They identified four high-risk mutations that were predicted to have particularly extended repolarization periods and determined that patients with these mutations experienced the greatest number of cardiac events.
Study authors say the results show that a relatively simple model, used in the right hands with the proper experimental data, can give insight into complex ECGs from real patients. "Using this model, we can predict the likelihood that an individual will experience a deadly cardiac event based on the type of mutation they have and how that mutation acts," noted Lopes.
Rice, a seasoned cardiac modeler that led the IBM team, adds, "This is a very powerful study because we used so many different mutations. Oftentimes, scientists will study only one mutation at a time, and the research community remains unconvinced as the right answer may have come by luck. By comparing our results to so much patient data, we've shown that you can get meaningful information out of computer models, hopefully paving the way for wider acceptance and use in the medical community."
Arthur J. Moss, M.D., a world-renowned expert on electrical disturbances of the heart, says that research has shown that the location of a mutation plays an important role in assessing risk, but this is the first time scientists have used the function of a mutation to identify patients at higher risk.
"This kind of movement, from identifying a mutation, to locating where it is, and now to evaluating how the mutation functions, is going to happen in every area of medicine, from heart disease to cancer," said Moss, a study author and longtime professor of Cardiology at the University of Rochester Medical Center. "This type of knowledge is going to help us better predict risk for each individual patient and provide more aggressive prevention and treatment strategies for those who need it."

• _Data section_
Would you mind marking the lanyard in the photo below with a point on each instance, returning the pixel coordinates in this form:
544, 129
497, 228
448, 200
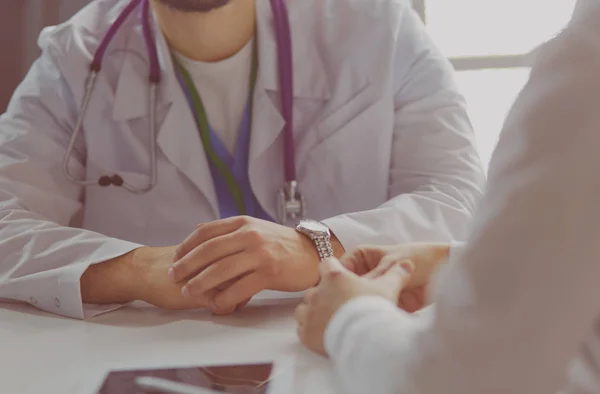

• _Aim of the exercise_
Reproduce, word for word, everything in the article on the heart-mutation study from "Arthur J. Moss, M.D., a" down to "at higher risk.". The material above is separate from the article on the heart-mutation study.

• _Exercise answer_
Arthur J. Moss, M.D., a world-renowned expert on electrical disturbances of the heart, says that research has shown that the location of a mutation plays an important role in assessing risk, but this is the first time scientists have used the function of a mutation to identify patients at higher risk.